List of tasks >>
1. According to the article about La Clinica del Pueblo below, who founded the clinic?
2. List every government requirement that the article about La Clinica del Pueblo below says the clinic must meet in return for its annual federal grant.

Text >>
══════════════════════════════
21st-Century Mission

By Pamela Constable
Washington Post Staff Writer
Tuesday, July 29, 2008

The waiting room at La Clinica del Pueblo is a busy but intimate scene where doctors greet patients with a hug, new mothers drop by to show off their infants, and Spanish-speaking seniors come for help translating their mail. No one minds if you miss an appointment or try a home remedy for your ailments.

The ethos of the nonprofit clinic in Columbia Heights, founded in 1983 to help the poorest, most marginalized refugees from Central America, is summed up in a plaque just inside the entrance: "Our mission is to provide free and culturally appropriate health care to the Latino community."

But today, La Clinica is trying to leap into the 21st century by modernizing its operations and stabilizing its finances through an annual federal grant. In return, it must meet government requirements to double its patient load, increase revenue and make services more efficient.

The changes, though recognized as necessary by most people connected with the clinic, have also led to a severe cash crunch, a bitter internal debate about whether its all-embracing mission has been betrayed, and a worry that its traditional clientele will no longer feel comfortable or welcome.

"I understand that we need to create structures and systems as we grow, but it is sensitivity to clients that makes this place so special," said Omar Reyes, an HIV/AIDS counselor. "We were created to help a population that fled from the trauma of civil wars and crossing borders. The idea was not to cause more trauma or put up more barriers. We have to modernize, but without losing the essence of what we are. This is my great fear."

La Clinica was founded by an exiled Salvadoran doctor, Juan Romagoza, who believed that health care for poor immigrants should be free. For years, it charged nothing for most services, surviving on volunteers and charity. Last year, as part of becoming a federally qualified health center, it switched to sliding-scale fees based on income, bringing strong objections from some staffers.

Romagoza, a political refugee and torture victim with fierce egalitarian ideals, quit as the clinic's director early this year, in part because he disagreed with the way it was changing, and returned to El Salvador.
══════════════════════════════
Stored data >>
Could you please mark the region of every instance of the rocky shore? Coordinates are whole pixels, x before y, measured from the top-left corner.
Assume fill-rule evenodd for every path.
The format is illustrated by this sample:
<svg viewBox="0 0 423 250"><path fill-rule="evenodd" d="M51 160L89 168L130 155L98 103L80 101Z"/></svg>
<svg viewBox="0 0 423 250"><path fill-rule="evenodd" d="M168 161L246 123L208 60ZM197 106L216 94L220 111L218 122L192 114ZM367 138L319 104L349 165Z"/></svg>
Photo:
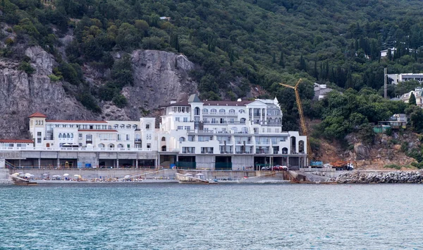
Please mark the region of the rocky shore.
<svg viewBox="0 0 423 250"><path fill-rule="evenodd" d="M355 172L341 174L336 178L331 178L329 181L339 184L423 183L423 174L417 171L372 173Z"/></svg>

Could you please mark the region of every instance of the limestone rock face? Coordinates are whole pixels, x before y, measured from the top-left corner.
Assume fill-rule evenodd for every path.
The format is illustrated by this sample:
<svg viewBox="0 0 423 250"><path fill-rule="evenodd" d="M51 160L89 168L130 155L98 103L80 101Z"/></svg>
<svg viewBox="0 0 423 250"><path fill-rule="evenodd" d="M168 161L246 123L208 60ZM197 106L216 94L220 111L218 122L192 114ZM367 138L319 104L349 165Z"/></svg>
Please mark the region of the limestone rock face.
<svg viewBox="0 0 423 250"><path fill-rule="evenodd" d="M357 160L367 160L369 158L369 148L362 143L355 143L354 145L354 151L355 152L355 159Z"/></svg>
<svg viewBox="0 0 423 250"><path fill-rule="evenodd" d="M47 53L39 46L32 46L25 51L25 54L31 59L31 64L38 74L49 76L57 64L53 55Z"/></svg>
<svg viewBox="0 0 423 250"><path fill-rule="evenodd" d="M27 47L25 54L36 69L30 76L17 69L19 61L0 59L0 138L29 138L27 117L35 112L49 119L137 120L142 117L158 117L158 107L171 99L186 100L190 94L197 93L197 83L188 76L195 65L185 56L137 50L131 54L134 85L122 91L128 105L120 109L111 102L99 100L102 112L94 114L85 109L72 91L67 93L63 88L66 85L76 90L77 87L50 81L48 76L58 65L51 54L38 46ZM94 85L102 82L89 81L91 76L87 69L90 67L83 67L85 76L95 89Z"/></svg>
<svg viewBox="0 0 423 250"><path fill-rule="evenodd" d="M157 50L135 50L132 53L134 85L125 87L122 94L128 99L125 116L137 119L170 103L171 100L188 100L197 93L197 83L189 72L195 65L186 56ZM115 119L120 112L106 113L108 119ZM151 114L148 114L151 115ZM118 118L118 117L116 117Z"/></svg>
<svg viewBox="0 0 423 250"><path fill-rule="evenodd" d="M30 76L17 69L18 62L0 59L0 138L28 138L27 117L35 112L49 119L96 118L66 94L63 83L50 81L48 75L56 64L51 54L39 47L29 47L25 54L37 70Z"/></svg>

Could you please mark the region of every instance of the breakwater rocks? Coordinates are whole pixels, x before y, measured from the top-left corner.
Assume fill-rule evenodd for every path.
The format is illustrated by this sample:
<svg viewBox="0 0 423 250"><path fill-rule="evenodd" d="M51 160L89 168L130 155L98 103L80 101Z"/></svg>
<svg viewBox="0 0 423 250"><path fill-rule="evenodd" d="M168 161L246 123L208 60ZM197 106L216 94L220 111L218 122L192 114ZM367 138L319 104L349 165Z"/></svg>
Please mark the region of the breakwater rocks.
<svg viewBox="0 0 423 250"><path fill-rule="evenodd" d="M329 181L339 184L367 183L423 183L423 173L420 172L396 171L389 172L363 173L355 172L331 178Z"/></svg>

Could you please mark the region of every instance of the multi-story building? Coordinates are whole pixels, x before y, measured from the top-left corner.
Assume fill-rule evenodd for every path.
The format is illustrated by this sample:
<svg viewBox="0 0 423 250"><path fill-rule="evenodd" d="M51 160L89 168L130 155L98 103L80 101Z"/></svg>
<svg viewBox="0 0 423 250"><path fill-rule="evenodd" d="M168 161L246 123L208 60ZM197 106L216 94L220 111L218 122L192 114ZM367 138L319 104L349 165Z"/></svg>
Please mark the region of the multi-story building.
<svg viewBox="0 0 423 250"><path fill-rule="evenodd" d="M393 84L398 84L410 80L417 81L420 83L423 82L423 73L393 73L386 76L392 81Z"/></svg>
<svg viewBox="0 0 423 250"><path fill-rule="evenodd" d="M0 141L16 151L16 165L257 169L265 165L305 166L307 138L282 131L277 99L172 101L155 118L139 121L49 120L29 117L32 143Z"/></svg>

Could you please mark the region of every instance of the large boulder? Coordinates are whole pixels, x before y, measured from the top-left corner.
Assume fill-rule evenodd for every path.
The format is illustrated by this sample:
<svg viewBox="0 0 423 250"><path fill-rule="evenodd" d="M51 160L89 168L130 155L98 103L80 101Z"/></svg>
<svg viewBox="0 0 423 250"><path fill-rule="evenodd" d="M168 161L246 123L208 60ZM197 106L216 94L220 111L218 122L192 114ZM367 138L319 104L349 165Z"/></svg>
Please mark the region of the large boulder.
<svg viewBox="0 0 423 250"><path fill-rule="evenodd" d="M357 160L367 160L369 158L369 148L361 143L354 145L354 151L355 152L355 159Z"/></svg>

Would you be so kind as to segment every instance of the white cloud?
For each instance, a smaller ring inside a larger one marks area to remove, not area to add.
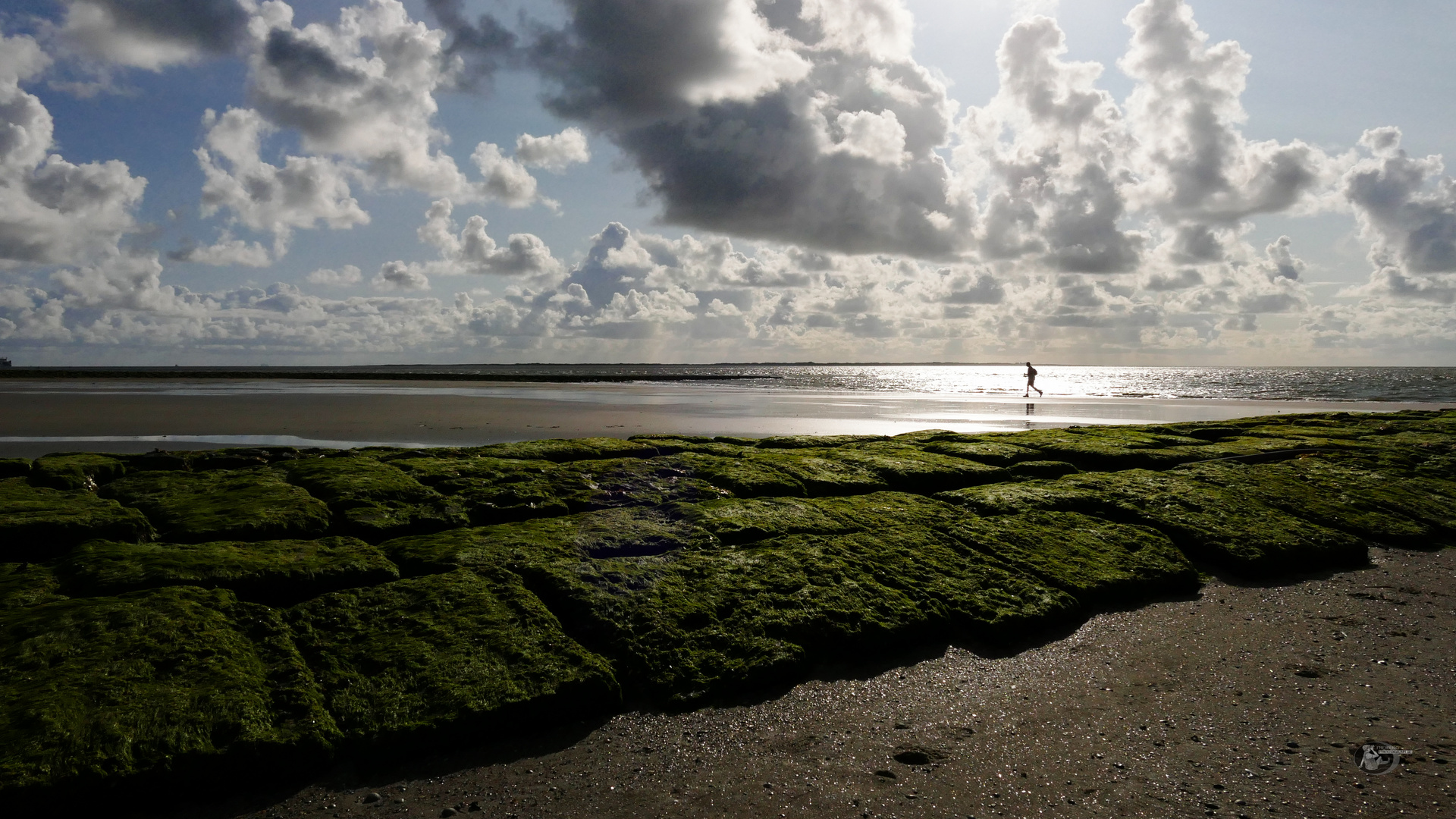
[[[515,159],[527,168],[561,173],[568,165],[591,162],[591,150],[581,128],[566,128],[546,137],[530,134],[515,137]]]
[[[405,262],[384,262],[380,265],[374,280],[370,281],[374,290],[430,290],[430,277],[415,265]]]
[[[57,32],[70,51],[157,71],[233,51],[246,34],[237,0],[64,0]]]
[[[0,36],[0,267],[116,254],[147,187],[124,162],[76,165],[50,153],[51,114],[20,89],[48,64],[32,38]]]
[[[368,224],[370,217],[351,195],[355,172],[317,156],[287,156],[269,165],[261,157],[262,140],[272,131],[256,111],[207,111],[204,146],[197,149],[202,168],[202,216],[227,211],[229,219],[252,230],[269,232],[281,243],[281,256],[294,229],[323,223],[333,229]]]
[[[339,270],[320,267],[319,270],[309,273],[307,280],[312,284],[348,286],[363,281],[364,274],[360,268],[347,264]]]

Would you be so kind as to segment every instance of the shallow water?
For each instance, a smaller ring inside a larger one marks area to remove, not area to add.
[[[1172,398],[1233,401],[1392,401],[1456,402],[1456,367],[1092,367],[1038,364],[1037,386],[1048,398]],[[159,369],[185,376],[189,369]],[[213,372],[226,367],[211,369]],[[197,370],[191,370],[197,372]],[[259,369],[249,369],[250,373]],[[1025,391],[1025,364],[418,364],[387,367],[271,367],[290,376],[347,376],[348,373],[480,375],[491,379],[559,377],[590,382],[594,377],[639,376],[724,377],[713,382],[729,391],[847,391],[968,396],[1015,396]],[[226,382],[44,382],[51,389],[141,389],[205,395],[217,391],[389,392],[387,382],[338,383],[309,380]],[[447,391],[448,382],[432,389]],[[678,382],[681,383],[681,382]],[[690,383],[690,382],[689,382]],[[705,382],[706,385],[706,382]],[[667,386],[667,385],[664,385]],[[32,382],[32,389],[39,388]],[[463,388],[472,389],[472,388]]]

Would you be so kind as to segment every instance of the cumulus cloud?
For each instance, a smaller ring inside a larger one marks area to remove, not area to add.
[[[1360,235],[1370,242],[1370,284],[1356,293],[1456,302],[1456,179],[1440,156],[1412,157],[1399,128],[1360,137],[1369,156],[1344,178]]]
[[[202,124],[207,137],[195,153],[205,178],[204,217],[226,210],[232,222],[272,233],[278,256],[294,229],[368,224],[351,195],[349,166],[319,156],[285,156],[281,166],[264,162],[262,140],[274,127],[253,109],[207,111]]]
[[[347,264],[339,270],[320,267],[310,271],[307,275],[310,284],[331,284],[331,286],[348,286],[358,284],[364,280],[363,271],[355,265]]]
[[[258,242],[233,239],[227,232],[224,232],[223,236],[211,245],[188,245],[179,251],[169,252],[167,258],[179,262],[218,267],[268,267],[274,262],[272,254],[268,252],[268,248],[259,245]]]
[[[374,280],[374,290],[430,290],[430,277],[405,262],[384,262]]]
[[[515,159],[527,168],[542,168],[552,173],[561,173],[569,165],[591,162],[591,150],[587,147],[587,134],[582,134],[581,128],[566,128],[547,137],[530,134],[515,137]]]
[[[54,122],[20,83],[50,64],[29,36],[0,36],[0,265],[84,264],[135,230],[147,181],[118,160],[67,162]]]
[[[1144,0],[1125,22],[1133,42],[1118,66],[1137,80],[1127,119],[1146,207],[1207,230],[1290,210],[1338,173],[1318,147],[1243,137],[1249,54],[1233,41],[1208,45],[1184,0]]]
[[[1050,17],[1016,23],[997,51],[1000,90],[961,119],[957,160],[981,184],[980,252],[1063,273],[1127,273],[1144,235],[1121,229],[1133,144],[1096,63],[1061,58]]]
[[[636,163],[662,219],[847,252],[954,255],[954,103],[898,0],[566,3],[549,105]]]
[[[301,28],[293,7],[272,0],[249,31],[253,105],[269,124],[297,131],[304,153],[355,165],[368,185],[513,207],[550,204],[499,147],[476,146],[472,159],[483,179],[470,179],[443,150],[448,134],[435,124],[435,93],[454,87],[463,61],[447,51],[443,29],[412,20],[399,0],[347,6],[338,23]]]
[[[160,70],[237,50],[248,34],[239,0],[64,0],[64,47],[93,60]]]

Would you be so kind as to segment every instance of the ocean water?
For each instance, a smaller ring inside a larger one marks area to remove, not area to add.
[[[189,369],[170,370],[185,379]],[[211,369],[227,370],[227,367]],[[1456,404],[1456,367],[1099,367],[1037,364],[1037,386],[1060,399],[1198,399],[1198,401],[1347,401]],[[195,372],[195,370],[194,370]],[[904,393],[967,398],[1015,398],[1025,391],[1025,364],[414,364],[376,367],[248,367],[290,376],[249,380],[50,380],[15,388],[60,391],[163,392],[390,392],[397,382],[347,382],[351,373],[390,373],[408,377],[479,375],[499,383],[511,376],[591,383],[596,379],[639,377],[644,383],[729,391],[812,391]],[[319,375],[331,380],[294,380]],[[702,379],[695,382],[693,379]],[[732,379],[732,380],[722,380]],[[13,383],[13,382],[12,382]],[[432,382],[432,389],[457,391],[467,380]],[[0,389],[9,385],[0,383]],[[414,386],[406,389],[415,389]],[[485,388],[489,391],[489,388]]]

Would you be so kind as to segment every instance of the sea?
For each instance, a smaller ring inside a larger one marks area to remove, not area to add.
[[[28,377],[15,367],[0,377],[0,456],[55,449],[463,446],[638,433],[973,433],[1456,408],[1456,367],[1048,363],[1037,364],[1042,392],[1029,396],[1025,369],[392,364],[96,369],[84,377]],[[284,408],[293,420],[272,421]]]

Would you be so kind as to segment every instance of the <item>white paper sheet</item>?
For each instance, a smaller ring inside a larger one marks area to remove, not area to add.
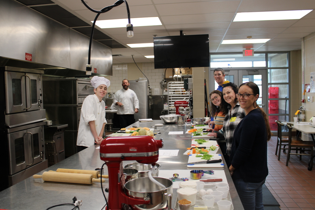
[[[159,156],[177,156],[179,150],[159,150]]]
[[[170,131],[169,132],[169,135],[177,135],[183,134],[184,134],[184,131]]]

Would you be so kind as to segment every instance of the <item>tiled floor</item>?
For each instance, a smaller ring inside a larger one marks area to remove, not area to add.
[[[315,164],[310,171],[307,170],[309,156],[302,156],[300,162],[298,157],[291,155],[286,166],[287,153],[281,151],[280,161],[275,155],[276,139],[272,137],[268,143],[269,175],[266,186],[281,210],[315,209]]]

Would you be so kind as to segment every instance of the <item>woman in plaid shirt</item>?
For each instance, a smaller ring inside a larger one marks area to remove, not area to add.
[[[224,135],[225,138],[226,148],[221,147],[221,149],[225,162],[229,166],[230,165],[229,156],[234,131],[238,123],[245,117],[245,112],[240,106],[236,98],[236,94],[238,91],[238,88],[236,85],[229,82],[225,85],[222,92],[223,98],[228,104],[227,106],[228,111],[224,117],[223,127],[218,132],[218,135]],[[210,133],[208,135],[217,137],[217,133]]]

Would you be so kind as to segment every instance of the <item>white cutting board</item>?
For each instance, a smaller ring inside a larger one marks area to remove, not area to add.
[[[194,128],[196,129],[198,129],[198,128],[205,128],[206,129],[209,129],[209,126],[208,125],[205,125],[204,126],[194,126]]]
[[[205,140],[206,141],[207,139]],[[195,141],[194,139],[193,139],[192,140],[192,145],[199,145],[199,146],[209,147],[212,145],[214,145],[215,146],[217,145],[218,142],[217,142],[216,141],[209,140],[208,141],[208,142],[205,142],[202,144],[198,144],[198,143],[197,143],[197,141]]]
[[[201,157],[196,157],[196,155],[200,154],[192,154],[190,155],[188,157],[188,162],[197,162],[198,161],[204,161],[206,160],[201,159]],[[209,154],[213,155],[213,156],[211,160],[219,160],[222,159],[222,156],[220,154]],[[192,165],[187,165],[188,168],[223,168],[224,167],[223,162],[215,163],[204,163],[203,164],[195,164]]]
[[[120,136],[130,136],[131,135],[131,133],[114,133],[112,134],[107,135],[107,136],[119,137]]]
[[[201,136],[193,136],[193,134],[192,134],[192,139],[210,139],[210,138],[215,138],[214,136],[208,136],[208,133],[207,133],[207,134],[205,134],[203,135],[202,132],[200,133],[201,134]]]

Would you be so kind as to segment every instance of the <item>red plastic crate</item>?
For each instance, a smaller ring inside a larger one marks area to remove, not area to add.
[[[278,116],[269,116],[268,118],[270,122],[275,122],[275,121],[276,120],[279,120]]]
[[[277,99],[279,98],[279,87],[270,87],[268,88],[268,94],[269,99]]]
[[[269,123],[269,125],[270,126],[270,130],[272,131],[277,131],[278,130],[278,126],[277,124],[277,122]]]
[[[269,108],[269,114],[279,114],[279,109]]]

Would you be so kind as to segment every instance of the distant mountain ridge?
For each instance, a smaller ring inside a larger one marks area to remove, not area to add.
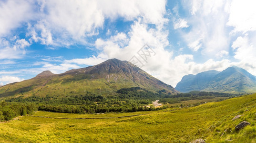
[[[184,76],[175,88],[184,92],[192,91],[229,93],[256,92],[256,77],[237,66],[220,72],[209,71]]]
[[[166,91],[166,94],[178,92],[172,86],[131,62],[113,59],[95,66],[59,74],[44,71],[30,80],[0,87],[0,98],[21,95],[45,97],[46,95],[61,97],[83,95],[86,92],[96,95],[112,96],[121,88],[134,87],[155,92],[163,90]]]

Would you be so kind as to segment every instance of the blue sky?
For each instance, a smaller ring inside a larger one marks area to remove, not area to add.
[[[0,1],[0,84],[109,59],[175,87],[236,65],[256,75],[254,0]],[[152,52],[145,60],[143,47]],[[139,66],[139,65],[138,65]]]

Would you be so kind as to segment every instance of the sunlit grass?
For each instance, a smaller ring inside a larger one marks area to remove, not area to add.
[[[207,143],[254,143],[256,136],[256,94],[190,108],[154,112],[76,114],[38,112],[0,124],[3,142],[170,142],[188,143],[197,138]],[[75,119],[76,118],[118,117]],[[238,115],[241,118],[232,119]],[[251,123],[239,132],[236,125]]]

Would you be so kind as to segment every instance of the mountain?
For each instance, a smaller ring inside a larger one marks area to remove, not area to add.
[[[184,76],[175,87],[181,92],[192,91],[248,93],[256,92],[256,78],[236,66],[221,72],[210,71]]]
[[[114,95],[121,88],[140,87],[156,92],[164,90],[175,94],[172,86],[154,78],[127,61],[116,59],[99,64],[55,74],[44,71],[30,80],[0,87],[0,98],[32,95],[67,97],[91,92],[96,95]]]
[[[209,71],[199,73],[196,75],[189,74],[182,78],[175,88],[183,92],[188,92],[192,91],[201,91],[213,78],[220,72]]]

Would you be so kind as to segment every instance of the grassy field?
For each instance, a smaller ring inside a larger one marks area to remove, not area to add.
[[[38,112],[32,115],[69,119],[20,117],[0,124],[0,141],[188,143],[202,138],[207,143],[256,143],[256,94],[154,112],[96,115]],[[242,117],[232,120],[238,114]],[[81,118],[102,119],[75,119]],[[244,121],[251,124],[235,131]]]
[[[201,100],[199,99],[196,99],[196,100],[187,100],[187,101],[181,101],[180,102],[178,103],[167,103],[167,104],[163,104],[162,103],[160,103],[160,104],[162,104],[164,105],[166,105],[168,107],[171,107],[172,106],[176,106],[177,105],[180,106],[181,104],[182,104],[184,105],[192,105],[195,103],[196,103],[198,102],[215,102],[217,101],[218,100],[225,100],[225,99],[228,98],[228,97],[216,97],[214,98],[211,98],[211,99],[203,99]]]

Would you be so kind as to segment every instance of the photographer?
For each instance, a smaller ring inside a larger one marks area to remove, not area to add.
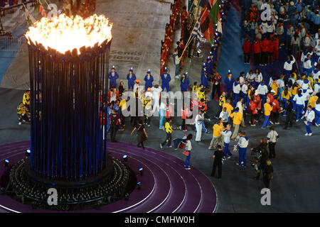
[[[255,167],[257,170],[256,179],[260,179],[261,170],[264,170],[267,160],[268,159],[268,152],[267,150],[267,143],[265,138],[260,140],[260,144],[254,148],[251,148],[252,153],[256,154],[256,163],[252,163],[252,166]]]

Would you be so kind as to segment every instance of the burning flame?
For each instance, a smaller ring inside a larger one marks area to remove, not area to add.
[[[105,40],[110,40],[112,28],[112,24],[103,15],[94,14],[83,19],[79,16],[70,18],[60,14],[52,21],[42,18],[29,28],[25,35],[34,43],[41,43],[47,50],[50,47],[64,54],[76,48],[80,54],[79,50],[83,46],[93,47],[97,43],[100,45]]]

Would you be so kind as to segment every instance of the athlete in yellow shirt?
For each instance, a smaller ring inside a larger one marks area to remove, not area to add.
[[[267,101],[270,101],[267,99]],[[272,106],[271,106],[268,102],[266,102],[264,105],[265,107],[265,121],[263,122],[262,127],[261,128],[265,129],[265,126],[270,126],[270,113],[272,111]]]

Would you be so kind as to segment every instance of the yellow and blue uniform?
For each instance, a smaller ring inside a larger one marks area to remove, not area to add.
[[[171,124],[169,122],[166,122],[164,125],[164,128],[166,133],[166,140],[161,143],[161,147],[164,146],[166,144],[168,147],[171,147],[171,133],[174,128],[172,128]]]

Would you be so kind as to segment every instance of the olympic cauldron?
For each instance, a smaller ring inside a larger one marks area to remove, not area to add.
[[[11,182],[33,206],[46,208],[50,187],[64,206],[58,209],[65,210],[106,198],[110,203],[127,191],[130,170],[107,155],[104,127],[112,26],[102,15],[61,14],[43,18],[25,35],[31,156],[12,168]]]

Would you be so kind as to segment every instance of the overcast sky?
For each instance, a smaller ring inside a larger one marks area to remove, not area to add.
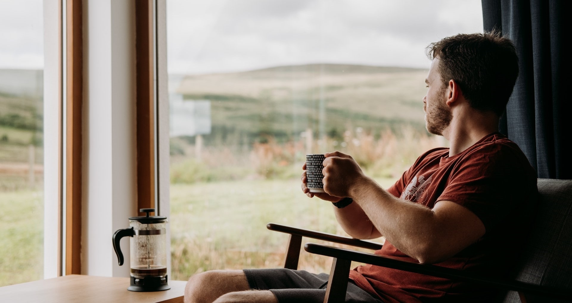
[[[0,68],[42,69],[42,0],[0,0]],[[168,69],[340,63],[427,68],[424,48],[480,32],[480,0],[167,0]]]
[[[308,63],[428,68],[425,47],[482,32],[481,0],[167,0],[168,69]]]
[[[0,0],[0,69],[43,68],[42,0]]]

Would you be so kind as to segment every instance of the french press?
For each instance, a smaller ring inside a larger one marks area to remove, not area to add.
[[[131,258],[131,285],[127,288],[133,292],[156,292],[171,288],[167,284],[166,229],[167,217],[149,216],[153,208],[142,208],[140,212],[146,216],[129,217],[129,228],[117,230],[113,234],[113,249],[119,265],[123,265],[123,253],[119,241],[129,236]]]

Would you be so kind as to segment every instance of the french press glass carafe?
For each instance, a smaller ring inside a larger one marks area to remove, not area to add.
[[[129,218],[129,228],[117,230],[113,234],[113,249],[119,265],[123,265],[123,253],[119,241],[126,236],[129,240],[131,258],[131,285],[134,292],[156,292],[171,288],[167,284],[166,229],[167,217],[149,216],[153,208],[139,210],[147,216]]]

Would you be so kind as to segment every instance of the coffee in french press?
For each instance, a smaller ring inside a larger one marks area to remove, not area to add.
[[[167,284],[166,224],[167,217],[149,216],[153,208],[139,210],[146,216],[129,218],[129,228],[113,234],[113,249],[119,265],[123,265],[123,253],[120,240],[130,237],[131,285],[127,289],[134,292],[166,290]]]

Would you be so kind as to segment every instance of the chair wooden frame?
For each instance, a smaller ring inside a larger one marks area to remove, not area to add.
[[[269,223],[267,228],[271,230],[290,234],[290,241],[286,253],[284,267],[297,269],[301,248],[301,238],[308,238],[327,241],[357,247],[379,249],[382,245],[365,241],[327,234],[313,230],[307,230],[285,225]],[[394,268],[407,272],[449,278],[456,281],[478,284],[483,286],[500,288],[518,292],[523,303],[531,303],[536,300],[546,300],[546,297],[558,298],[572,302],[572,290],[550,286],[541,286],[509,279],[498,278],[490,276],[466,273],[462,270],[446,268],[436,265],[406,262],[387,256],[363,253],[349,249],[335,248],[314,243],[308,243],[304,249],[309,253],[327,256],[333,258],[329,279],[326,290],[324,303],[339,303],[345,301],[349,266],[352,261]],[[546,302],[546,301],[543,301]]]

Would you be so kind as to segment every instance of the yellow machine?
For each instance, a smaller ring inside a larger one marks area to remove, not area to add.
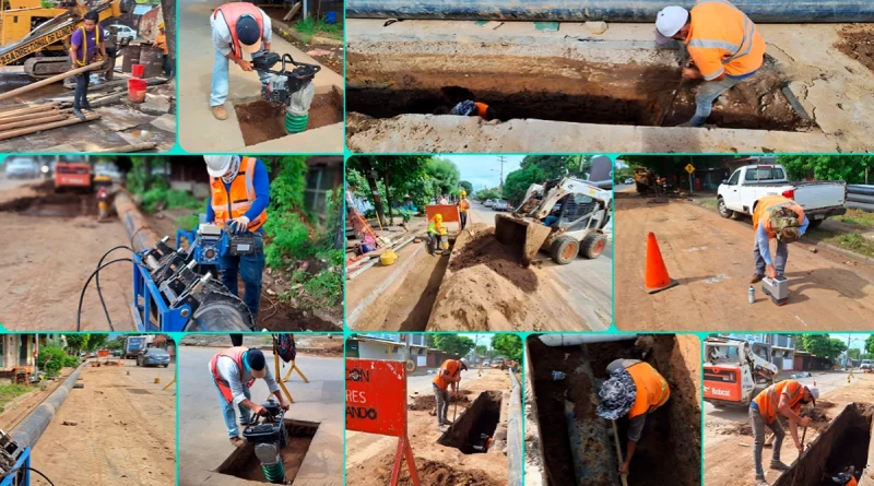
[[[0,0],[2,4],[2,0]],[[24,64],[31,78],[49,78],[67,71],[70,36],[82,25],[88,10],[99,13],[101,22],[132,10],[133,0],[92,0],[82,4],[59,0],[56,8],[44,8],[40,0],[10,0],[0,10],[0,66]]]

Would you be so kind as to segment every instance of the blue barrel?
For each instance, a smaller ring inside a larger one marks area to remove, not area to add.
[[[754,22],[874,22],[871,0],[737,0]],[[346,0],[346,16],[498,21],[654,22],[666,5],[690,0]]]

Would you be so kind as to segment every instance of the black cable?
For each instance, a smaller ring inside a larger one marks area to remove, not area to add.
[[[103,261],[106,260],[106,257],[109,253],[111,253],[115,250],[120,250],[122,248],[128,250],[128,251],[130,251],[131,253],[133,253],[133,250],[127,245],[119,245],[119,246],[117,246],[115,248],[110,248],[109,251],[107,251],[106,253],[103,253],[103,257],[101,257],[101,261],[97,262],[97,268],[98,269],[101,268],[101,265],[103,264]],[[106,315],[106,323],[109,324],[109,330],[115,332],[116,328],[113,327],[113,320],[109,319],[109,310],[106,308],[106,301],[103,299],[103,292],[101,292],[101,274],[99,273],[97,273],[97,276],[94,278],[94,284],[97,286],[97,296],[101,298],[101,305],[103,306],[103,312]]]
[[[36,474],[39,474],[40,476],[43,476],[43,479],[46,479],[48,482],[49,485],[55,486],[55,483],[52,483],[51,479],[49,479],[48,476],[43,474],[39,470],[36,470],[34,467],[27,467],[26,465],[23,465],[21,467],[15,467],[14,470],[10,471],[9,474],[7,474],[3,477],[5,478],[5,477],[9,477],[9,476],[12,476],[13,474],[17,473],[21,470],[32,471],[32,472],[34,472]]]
══════════════════════════════
Answers for the exercise >>
1. Juan Romagoza, an exiled Salvadoran doctor, founded the clinic.

2.
- Double its patient load
- Increase revenue
- Make services more efficient